## WHAT THIS TASK INVOLVES
Express the stretch of the material below, from the line that contains "Find the river water" through the line that contains "pixel 159 29", as a Markdown table with the columns Row and Line Text, numbering each line and omitting blank lines. Leave the pictures out of the table.

═════ EXTRACTED ENTRIES ═════

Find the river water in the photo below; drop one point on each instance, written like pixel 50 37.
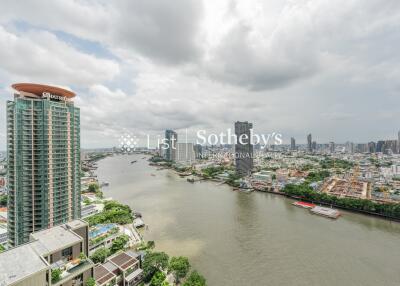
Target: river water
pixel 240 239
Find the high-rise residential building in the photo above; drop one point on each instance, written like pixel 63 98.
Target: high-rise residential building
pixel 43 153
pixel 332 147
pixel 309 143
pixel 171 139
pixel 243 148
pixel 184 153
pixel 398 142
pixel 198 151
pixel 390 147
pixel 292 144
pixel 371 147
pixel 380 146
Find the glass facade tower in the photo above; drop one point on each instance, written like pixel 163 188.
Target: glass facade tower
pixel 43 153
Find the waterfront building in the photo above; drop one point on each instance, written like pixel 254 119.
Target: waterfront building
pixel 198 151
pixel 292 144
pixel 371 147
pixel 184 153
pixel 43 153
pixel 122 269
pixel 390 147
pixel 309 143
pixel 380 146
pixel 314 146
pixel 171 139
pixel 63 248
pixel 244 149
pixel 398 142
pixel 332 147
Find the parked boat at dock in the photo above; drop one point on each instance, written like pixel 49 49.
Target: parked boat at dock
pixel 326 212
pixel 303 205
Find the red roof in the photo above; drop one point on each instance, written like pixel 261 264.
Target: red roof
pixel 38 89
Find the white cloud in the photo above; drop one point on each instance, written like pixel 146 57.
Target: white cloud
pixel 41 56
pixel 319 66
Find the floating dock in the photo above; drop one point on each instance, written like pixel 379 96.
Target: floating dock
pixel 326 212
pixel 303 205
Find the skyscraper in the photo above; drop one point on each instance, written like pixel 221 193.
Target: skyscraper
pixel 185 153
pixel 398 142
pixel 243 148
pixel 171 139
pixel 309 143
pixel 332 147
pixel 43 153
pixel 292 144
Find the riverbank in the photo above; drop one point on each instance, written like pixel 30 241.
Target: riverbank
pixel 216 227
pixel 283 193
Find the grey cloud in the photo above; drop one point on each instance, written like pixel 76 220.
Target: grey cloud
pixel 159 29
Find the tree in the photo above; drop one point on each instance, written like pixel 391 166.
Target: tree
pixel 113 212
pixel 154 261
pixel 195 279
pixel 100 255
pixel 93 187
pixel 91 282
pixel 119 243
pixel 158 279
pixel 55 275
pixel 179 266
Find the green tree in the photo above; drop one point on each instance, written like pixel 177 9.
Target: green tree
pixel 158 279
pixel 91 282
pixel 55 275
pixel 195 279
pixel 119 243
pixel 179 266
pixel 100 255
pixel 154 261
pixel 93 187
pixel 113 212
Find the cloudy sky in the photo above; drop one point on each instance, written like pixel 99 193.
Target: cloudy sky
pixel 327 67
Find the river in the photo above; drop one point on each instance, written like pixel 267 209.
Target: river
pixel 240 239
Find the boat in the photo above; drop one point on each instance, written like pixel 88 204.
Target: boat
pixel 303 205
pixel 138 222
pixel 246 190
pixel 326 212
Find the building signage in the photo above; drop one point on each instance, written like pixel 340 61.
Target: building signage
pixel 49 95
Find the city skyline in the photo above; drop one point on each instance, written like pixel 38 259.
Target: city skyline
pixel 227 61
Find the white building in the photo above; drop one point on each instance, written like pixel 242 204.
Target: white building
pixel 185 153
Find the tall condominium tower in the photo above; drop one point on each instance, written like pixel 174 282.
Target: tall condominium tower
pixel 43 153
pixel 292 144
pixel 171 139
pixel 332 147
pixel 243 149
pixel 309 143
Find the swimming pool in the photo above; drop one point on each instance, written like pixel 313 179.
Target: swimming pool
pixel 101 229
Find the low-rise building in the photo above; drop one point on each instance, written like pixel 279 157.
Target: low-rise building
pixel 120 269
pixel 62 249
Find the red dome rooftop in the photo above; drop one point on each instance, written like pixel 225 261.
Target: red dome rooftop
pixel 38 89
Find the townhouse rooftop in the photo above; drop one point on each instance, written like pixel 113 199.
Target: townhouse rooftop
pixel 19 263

═════
═════ EXTRACTED ENTRIES ═════

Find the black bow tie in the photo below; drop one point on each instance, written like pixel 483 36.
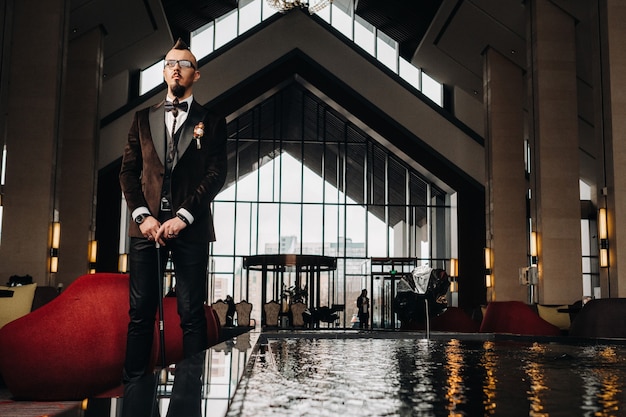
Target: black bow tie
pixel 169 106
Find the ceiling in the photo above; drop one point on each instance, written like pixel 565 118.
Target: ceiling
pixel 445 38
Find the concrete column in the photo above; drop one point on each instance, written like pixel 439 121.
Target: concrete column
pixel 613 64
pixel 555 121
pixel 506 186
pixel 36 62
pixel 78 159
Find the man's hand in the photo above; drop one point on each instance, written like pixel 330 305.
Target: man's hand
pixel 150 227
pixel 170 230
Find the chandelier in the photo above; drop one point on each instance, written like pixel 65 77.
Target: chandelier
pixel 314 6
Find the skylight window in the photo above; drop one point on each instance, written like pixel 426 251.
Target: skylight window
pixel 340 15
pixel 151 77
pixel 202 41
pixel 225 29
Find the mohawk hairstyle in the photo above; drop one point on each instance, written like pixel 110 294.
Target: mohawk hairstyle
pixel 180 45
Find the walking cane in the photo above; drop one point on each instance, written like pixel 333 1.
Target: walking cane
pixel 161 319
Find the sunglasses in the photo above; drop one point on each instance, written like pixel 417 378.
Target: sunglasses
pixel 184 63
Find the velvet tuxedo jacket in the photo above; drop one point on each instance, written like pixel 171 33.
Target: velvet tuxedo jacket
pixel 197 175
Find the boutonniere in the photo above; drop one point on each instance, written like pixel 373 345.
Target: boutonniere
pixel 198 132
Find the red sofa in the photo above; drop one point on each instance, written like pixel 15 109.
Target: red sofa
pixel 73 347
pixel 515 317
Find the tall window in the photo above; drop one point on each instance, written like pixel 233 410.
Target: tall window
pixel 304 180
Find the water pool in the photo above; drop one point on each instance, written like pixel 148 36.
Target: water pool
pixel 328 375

═════

## ANSWER FOR THIS EXERCISE
| Row | Line Text |
|---|---|
| 1 | Find the river water in the photo below; drop one point on each instance, written like pixel 50 37. |
| 2 | Target: river water |
| 3 | pixel 240 239 |
| 4 | Find the high-rise residential building in the photo above; drop one point on each instance, written like pixel 63 98. |
| 5 | Target: high-rise residential building |
| 6 | pixel 43 153 |
| 7 | pixel 332 147 |
| 8 | pixel 309 143 |
| 9 | pixel 171 139 |
| 10 | pixel 243 148 |
| 11 | pixel 184 153 |
| 12 | pixel 398 142 |
| 13 | pixel 198 151 |
| 14 | pixel 390 147 |
| 15 | pixel 292 144 |
| 16 | pixel 371 147 |
| 17 | pixel 380 146 |
| 18 | Find the glass facade tower in the photo above; drop one point on each instance, written like pixel 163 188. |
| 19 | Target: glass facade tower |
| 20 | pixel 43 153 |
| 21 | Find the waterfront building in the photo above; drop one point on each instance, written like pixel 254 119. |
| 22 | Target: waterfront building |
| 23 | pixel 198 151 |
| 24 | pixel 292 144 |
| 25 | pixel 371 147 |
| 26 | pixel 184 153 |
| 27 | pixel 43 153 |
| 28 | pixel 122 269 |
| 29 | pixel 390 147 |
| 30 | pixel 309 143 |
| 31 | pixel 380 146 |
| 32 | pixel 314 146 |
| 33 | pixel 171 139 |
| 34 | pixel 63 248 |
| 35 | pixel 244 149 |
| 36 | pixel 398 142 |
| 37 | pixel 332 147 |
| 38 | Find the parked boat at dock in the photo above; drop one point on each instance, written like pixel 49 49. |
| 39 | Target: parked boat at dock |
| 40 | pixel 326 212 |
| 41 | pixel 303 205 |
| 42 | Find the red roof in the photo above; drop one point on each instance, written like pixel 261 264. |
| 43 | Target: red roof |
| 44 | pixel 38 89 |
| 45 | Find the white cloud in the photo above; drop one point on each instance, written like pixel 146 57. |
| 46 | Target: white cloud |
| 47 | pixel 41 56 |
| 48 | pixel 319 66 |
| 49 | Find the floating dock in the photo above; drop one point on each instance, written like pixel 379 96. |
| 50 | Target: floating dock |
| 51 | pixel 326 212 |
| 52 | pixel 303 205 |
| 53 | Find the skyscraper in the photo above; drop one point on each instance, written like pixel 221 193. |
| 54 | Target: skyscraper |
| 55 | pixel 185 153 |
| 56 | pixel 398 142 |
| 57 | pixel 243 148 |
| 58 | pixel 171 139 |
| 59 | pixel 309 143 |
| 60 | pixel 332 147 |
| 61 | pixel 43 153 |
| 62 | pixel 292 144 |
| 63 | Find the riverbank in the photo above; drop one point on each instance, written like pixel 30 241. |
| 64 | Target: riverbank |
| 65 | pixel 216 227 |
| 66 | pixel 283 193 |
| 67 | Find the grey cloud in the photo above; drop one point on each instance, written like pixel 76 220. |
| 68 | Target: grey cloud |
| 69 | pixel 159 29 |